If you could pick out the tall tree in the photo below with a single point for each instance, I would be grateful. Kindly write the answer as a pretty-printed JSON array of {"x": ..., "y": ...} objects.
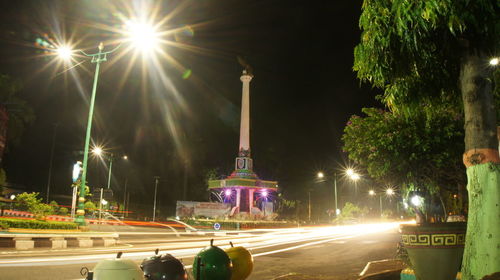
[
  {"x": 428, "y": 52},
  {"x": 421, "y": 153},
  {"x": 20, "y": 114}
]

────────────────────

## [THE PROBLEM]
Please repeat the records above exactly, leaving every picture out.

## [SOLUTION]
If you could pick out the tall tree in the photo below with a single point for each instance, I would be grateful. Kindly write the answer as a pretty-printed JSON array of {"x": ..., "y": ...} objects.
[
  {"x": 428, "y": 52},
  {"x": 421, "y": 153},
  {"x": 20, "y": 114}
]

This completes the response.